_INSTRUCTIONS TO FOLLOW:_ Transcribe the material below word for word, starting at the line that contains "Locate the deck" and continuing through the final line of the material.

>> BEGIN DATASET ROWS

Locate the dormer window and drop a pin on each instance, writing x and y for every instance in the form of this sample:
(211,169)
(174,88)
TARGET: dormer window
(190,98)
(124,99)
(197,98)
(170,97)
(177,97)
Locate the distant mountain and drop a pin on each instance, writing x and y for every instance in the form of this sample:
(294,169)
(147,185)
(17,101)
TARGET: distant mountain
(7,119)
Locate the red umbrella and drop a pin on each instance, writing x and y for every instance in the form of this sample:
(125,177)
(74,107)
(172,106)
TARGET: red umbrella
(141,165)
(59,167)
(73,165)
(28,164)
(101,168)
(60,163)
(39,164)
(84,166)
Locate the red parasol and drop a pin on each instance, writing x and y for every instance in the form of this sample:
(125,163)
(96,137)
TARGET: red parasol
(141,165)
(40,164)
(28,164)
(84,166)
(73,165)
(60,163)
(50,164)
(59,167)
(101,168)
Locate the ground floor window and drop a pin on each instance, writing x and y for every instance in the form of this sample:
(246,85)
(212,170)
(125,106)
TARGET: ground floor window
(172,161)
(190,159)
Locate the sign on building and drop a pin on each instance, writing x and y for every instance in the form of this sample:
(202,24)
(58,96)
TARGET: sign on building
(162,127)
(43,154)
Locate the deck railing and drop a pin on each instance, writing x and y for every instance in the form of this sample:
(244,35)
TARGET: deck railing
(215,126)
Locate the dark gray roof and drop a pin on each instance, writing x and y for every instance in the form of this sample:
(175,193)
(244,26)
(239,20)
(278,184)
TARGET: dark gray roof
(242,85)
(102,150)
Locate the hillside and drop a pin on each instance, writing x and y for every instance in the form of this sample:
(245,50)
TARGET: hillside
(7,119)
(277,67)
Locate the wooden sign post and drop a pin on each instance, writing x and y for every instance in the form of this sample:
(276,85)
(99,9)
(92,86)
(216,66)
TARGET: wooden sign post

>> END DATASET ROWS

_COMPLETE RESPONSE:_
Locate the deck railing and drop a pin on each instance, writing x and y for every instance in the form of this sample:
(244,35)
TARGET: deck railing
(215,126)
Locate the dark gray roof and drop a pin on each instance, writing x and y for every instance in the form of this sample:
(175,193)
(244,26)
(239,20)
(278,184)
TARGET: dark gray roof
(242,85)
(102,150)
Locate the hillside and drop a pin on each instance, writing x and y for every instance in the form of this sample:
(245,50)
TARGET: hillside
(7,119)
(277,67)
Locate the wooden sign post and drop a pin on each instance, writing x and y for every instance in the form of this sample:
(276,85)
(99,9)
(92,86)
(216,66)
TARGET: wooden sign post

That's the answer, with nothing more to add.